> Directions
In the material below, find every line containing "glove" and copy that line.

> Excerpted records

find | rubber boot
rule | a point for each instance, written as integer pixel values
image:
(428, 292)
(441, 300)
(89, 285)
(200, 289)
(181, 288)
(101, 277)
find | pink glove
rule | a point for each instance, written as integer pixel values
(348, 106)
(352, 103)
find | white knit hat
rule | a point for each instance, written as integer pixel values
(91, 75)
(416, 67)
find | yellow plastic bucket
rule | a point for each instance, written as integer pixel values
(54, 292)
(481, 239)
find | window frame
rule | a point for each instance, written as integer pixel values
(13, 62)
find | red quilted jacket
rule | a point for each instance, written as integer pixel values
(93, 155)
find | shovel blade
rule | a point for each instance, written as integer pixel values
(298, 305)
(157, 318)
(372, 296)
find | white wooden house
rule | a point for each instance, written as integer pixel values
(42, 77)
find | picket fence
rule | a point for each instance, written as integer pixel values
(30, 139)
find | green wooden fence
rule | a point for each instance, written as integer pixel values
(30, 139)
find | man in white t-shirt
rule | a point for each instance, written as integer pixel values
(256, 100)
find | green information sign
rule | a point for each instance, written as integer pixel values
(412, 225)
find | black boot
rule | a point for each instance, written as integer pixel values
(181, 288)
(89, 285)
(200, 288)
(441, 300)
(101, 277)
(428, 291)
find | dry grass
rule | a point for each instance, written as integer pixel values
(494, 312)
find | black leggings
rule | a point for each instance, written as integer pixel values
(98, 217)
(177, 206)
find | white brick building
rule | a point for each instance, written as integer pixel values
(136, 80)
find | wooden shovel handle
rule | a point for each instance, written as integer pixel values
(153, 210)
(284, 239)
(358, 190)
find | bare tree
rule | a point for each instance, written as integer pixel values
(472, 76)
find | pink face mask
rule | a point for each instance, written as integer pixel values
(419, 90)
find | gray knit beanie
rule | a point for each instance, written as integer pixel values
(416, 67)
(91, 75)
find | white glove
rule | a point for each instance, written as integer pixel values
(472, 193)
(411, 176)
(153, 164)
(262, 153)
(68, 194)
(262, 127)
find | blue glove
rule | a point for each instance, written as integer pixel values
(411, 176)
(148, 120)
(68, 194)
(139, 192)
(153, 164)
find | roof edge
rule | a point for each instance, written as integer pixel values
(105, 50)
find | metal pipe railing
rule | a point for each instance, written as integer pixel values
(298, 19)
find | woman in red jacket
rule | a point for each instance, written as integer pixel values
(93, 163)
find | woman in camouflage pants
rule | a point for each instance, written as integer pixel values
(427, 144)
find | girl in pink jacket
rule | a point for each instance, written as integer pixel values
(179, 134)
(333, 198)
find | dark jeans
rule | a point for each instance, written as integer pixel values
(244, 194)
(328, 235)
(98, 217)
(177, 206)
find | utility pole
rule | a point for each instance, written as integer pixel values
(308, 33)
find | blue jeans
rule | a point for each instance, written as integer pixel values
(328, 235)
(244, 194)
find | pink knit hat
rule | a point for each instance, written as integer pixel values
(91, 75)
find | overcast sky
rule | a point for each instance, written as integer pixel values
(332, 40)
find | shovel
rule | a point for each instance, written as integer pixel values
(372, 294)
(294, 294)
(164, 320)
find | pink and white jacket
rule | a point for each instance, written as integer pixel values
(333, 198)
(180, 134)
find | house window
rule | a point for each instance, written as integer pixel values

> Response
find | pink glove
find | white glove
find | blue glove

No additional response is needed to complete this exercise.